# [What this task involves]
Copy out the data word for word, from its first line through the line containing "point(626, 302)", including both of those lines.

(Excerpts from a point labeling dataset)
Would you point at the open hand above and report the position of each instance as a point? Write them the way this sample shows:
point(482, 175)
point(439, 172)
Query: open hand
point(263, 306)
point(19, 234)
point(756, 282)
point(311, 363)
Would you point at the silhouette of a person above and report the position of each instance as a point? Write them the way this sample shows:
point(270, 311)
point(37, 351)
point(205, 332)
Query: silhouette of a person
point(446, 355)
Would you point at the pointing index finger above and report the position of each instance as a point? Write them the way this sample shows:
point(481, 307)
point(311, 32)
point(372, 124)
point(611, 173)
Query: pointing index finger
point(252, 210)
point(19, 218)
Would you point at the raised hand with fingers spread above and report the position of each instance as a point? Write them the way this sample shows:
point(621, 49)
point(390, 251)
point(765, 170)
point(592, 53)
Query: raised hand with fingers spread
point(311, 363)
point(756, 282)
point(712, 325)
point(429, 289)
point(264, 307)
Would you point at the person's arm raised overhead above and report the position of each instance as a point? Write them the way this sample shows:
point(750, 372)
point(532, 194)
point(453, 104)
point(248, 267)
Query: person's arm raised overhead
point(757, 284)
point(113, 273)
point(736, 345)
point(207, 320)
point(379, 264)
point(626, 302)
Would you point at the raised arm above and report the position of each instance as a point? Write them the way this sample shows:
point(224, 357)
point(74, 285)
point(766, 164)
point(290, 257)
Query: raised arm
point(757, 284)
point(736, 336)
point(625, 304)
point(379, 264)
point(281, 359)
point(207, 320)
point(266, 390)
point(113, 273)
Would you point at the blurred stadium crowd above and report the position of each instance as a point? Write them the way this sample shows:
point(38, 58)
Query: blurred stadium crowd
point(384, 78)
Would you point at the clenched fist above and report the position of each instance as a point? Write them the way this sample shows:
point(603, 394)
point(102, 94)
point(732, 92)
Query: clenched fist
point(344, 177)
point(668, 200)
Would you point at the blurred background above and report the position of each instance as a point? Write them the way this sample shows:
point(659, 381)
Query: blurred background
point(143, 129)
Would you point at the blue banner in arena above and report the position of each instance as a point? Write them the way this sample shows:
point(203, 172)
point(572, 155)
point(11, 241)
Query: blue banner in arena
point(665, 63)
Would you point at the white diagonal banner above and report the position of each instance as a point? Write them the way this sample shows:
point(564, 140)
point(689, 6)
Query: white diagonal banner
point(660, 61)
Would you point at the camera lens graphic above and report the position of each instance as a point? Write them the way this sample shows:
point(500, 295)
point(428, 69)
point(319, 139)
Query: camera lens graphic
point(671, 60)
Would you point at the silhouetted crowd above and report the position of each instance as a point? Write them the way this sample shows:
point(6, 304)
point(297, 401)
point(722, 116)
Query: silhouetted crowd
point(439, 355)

# [Answer to this task]
Would you point at the open hand above and report the position of each instance as a point? Write them the way this sample shows:
point(482, 175)
point(439, 172)
Query: open hand
point(263, 306)
point(19, 234)
point(756, 282)
point(311, 363)
Would you point at the silhouette of a person above and report the position of each instance as a point? Write them the way this sample shows:
point(270, 311)
point(37, 351)
point(205, 332)
Query: silhouette of a person
point(446, 355)
Would you point at the pointing index finger above and report the position of each instance as a point? Write them the way this sample shows:
point(481, 307)
point(311, 32)
point(372, 124)
point(611, 173)
Query: pointing index finger
point(252, 210)
point(19, 218)
Would you point at the raised hand with fingers spread above and report the position of each instance as a point? Write them the way this sample shows:
point(621, 49)
point(390, 251)
point(765, 170)
point(592, 53)
Query: raised hand with fingers spread
point(311, 363)
point(756, 282)
point(712, 325)
point(429, 289)
point(264, 307)
Would you point at the person's arm raised overhead above and report the position of each instance as a point? Write them the way this sample shows:
point(750, 372)
point(532, 194)
point(453, 104)
point(248, 267)
Query: person's arm raised overhead
point(757, 284)
point(113, 273)
point(736, 345)
point(207, 320)
point(379, 264)
point(626, 302)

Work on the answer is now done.